▸ INPUT MATERIAL
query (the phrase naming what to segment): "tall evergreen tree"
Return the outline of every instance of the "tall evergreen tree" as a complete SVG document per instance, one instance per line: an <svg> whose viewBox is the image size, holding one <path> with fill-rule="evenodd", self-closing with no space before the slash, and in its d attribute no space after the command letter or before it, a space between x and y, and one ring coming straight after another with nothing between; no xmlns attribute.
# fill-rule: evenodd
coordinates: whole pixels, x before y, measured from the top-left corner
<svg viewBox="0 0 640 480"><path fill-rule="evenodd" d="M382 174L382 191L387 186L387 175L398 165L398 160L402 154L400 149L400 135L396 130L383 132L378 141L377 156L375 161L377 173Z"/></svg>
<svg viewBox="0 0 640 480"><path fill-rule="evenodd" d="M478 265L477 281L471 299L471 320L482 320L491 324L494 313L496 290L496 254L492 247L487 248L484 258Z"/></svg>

--

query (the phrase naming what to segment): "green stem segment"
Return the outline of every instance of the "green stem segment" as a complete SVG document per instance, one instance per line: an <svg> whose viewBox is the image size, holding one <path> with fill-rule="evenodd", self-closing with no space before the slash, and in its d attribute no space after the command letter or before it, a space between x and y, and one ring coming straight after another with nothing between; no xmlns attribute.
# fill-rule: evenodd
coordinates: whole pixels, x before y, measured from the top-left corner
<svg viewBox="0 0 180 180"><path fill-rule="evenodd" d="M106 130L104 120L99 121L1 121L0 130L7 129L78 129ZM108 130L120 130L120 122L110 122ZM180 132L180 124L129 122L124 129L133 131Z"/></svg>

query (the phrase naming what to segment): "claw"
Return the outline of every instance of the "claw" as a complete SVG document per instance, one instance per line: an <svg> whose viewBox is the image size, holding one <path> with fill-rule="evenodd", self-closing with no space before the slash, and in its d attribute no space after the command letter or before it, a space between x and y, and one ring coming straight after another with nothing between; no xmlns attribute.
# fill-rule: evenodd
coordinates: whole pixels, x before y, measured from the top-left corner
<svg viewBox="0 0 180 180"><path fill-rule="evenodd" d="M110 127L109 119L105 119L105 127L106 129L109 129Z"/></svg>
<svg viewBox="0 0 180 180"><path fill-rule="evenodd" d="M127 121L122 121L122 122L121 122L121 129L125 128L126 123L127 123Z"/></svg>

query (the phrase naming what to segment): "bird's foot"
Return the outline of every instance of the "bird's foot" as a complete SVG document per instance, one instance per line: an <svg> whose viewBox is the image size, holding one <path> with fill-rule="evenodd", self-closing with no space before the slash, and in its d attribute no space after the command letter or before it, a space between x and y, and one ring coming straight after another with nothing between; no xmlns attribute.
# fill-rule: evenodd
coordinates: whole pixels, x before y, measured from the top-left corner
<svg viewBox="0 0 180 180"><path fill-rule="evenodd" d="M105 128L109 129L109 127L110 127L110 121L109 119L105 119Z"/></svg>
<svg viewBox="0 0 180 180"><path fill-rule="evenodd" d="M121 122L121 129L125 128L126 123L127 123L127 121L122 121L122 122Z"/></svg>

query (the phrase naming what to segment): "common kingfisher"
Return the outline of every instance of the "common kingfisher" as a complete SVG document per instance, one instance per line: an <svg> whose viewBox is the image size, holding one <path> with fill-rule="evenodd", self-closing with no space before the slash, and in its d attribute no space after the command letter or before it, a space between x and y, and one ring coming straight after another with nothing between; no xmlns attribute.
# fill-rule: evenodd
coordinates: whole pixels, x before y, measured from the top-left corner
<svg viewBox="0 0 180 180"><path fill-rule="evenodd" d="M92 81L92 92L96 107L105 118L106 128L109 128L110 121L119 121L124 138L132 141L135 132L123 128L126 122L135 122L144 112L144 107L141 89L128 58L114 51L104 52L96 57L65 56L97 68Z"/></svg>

--

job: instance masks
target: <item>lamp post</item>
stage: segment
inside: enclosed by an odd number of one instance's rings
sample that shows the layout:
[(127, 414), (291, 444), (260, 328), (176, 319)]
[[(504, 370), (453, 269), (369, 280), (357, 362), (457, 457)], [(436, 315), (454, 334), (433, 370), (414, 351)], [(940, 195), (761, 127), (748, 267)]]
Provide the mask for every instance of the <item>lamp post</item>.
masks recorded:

▸ TASK STATEMENT
Scan the material above for the string "foot" and copy every line that has it.

▸ RESPONSE FOR THIS EXERCISE
query (the phrase naming what to segment): "bird's foot"
Return the outline of every instance of the "bird's foot" as a complete SVG document per instance, one instance per line: an <svg> whose viewBox is the image size, holding one <path> with fill-rule="evenodd", self-closing with no space before the slash, and in its d attribute no space after the command letter or before it, a space between x and y, and one ring coming straight after another with nothing between; no xmlns attribute.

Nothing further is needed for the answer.